The deck is loaded with much of the best creature removal in the format, so it's made to beat creature decks like Mono-Red, but it's equipped to beat control with discard like Duress and Doomfall, and card advantage engines like Arguel's Blood Fast. Control decks also must be careful to not let Mastermind's Acquisition resolve, or they will find themselves facing down a Carnage Tyrant, which is one of the many powerful green one-ofs the deck has access to in the sideboard.
A new variant of the Mastermind's Acquisition deck splashes into white, which gives it access to additional options and further increases the power level.
I've already mentioned Ixalan's Binding as one of the best tools for controlling the most problematic permanents in the metagame, but this deck goes even further with Profane Procession, which can not only remove multiple creatures but will eventually outright steal them to be played by its controller, so it's also a win condition. It's one of the most powerful cards in the metagame for a deck that can buy the time to get it operational, and this deck has the tools to do just that. This deck even includes another way to deal with creatures like Gods with Grind // Dust, which is also a great way to take down small creatures and will be devastating play against a red deck that curves Bomat Courier into Earthshaker Khenra.
One card I'd like to see this deck add is Ajani Unyielding, which is yet another way to exile multiple troublesome creatures, but is also a proactive play that will take over a game.
A deck that does splash for the power and utility of Ajani Unyielding, along with other white exile effects, is this Naya Monsters deck.
The deck uses these white exile effects to shore up the biggest weakness of the R/G Monsters deck, which is otherwise forced to resort to Struggle // Survive to deal with The Scarab God and Rekindling Phoenix and simply lacks a good answer to Hazoret the Fervent besides blocking. To help fix the stretched mana requirements, the deck includes Servant of Conduit, which seems like a strong card for the monsters strategy anyways.
Another Standard trend to be aware of is a rise in white/green creature decks, the most successful version of which uses Servo Exhibition and Sram's Exhibition to add a token subtheme.

(Provided data):
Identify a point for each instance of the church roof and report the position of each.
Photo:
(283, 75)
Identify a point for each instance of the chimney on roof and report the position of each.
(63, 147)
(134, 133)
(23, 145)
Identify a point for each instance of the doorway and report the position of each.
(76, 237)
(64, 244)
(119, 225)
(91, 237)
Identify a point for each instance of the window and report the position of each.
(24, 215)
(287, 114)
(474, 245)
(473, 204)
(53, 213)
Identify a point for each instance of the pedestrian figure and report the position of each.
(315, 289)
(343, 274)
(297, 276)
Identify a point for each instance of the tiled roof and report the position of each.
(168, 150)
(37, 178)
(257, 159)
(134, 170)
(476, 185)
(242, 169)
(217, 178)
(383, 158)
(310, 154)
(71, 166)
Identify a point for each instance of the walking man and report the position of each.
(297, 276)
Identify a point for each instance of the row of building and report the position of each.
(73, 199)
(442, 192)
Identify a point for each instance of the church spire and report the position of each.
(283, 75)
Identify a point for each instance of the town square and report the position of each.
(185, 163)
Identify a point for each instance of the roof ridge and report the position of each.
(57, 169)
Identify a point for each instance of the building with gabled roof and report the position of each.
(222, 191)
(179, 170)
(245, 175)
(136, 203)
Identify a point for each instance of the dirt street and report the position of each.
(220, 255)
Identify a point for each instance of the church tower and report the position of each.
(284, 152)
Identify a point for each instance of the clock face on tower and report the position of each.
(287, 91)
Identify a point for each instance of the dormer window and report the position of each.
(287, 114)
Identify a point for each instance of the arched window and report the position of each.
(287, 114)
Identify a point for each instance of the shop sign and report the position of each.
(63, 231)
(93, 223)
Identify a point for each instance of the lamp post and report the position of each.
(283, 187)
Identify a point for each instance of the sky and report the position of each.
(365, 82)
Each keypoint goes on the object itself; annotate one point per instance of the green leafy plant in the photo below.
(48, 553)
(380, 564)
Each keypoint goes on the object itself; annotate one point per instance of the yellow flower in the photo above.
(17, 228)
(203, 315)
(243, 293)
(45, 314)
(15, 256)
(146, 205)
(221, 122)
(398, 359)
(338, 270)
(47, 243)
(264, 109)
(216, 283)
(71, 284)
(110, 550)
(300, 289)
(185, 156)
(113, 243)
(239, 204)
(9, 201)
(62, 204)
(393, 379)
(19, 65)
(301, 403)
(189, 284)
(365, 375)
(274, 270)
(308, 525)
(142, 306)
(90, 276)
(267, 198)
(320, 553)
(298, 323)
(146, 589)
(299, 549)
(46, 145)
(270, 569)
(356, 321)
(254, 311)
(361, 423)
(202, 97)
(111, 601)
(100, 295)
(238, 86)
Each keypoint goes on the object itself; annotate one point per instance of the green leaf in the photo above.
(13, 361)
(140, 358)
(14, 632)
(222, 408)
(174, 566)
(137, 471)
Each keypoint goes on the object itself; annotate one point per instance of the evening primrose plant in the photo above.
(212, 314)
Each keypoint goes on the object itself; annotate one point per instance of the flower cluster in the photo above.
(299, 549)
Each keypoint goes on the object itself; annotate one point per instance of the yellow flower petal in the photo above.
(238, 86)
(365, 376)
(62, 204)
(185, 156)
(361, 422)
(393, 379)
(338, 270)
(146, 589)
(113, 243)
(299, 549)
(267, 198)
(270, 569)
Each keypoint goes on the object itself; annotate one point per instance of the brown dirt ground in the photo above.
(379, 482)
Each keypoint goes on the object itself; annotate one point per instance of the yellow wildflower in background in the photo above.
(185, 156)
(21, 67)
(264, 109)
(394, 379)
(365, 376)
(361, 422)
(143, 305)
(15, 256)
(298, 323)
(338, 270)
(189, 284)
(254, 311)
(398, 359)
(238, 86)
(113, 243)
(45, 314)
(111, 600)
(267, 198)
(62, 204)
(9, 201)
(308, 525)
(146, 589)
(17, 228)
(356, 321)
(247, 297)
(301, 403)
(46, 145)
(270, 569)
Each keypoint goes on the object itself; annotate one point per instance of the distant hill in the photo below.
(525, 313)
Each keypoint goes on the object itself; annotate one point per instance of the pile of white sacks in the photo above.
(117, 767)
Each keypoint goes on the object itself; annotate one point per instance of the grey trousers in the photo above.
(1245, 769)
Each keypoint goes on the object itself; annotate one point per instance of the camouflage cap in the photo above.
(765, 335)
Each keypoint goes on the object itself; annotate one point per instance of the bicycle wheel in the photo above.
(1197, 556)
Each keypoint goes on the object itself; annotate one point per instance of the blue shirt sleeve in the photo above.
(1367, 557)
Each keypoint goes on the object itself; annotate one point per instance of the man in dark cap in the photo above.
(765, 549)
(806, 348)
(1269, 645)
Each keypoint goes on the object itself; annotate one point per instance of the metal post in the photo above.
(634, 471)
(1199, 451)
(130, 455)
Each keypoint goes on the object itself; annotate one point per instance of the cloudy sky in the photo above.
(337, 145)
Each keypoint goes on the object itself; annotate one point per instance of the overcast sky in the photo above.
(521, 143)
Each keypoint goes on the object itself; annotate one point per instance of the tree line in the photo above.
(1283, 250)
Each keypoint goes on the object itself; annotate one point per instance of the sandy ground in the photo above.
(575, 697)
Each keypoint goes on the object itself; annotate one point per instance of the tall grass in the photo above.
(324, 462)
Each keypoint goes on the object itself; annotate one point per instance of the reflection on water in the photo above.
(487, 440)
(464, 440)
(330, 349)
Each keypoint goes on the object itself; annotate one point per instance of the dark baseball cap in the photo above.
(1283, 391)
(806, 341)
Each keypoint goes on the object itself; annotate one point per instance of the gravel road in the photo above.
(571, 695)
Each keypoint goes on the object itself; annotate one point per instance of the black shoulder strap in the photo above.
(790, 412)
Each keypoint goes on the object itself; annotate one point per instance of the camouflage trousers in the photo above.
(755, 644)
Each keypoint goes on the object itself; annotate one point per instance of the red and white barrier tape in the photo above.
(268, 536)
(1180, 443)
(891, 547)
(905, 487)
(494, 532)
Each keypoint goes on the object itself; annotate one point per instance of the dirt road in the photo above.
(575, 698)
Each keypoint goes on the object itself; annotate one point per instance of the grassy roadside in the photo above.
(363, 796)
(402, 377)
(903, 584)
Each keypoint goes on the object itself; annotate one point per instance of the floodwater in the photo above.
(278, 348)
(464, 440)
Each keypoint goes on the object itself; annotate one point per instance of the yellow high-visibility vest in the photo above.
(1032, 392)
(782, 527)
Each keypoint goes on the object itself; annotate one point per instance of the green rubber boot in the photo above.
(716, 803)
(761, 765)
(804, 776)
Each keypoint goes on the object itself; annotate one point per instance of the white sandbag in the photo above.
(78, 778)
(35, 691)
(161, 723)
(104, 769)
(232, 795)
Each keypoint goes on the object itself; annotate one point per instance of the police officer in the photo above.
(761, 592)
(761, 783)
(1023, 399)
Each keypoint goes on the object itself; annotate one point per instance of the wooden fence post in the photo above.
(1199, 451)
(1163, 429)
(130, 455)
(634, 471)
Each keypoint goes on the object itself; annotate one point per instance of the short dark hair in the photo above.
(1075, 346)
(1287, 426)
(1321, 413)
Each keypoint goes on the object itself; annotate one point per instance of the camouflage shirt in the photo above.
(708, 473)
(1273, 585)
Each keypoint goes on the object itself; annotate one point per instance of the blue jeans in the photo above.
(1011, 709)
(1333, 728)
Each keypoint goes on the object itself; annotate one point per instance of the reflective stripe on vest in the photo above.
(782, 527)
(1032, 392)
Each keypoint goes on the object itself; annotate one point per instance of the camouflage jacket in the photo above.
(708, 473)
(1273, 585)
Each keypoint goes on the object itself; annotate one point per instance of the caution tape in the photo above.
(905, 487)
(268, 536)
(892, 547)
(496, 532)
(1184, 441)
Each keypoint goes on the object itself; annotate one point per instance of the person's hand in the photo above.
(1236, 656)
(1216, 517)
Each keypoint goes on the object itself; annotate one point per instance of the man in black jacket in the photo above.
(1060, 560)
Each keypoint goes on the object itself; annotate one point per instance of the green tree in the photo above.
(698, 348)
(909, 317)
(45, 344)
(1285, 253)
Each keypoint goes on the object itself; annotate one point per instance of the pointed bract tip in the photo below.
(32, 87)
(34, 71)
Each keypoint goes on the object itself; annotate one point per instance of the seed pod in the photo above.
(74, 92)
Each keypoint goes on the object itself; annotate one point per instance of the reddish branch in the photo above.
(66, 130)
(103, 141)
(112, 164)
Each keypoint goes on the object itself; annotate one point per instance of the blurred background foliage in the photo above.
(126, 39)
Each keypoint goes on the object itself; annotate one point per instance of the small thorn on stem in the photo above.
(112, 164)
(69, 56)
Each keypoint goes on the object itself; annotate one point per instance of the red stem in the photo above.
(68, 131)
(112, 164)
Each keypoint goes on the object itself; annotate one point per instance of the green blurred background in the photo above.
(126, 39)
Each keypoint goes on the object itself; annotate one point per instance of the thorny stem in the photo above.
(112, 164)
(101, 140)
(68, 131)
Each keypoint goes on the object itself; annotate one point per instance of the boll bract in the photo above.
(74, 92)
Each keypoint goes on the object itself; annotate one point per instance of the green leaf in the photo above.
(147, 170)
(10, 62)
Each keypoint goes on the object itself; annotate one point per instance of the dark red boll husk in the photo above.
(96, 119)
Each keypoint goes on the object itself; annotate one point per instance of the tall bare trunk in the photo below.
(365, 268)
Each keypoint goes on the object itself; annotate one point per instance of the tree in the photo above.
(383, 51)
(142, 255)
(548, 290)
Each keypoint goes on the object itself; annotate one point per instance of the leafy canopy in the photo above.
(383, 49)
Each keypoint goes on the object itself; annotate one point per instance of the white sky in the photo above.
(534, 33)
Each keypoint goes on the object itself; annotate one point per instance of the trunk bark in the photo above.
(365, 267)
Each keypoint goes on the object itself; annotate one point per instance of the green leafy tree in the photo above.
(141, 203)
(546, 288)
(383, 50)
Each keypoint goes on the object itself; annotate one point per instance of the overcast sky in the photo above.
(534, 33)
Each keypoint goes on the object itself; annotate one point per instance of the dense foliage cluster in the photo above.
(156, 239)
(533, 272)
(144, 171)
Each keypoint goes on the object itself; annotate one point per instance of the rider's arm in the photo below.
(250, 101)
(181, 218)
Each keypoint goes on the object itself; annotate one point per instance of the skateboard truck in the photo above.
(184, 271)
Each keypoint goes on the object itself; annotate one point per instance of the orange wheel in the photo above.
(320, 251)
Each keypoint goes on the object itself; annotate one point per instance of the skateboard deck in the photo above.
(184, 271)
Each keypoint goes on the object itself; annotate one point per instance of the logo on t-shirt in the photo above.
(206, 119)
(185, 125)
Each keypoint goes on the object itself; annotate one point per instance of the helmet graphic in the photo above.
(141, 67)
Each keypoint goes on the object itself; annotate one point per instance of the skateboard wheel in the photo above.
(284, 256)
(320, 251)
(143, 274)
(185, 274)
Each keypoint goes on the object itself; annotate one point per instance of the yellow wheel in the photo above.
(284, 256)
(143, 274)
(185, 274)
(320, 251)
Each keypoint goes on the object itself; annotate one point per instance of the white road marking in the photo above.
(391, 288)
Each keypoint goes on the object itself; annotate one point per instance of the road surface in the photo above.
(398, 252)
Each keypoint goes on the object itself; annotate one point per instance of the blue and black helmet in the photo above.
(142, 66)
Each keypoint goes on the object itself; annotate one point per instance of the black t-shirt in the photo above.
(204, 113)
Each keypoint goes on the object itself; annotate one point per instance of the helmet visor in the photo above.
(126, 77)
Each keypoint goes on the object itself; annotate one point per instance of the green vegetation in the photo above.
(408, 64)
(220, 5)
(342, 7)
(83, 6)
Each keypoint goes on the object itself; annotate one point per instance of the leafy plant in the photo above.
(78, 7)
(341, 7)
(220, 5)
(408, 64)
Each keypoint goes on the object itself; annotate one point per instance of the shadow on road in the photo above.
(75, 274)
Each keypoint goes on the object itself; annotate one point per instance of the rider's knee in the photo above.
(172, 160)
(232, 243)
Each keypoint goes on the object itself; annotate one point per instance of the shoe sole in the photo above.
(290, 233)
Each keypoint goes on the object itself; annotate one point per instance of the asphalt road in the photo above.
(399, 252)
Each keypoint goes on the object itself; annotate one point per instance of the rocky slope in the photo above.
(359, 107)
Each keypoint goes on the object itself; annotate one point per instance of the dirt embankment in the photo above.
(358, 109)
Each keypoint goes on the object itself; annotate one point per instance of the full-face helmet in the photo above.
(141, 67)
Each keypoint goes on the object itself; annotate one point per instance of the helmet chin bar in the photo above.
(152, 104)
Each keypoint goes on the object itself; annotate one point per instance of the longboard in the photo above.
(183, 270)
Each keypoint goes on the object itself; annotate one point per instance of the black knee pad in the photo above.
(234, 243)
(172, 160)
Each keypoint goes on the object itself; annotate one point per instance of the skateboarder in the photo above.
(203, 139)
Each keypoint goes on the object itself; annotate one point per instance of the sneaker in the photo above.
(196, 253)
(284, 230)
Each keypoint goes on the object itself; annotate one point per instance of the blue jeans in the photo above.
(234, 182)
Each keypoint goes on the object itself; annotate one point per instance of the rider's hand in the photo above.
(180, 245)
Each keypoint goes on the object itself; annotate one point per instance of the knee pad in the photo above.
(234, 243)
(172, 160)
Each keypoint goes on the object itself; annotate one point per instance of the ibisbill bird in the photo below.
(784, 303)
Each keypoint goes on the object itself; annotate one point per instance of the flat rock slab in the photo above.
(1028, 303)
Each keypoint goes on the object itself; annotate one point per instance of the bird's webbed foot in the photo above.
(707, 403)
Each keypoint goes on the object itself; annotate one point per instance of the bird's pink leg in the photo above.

(Task set):
**1.** Answer these about the Standard metagame text:
(a) Which card does the author say they would like the Mastermind's Acquisition deck to add?
(b) Which card does the Naya Monsters deck include to help with its stretched mana requirements?
(c) Which two cards does the most successful white/green creature deck use to add a token subtheme?
**2.** Return every line of the rows that contains the string "church". Matching is case-sensitive.
The Standard metagame text and the rows have no connection to each other.

(Exercise results):
**1.**
(a) Ajani Unyielding
(b) Servant of Conduit
(c) Servo Exhibition and Sram's Exhibition

**2.**
Identify a point for each instance of the church roof and report the position of each.
Identify a point for each instance of the church spire and report the position of each.
Identify a point for each instance of the church tower and report the position of each.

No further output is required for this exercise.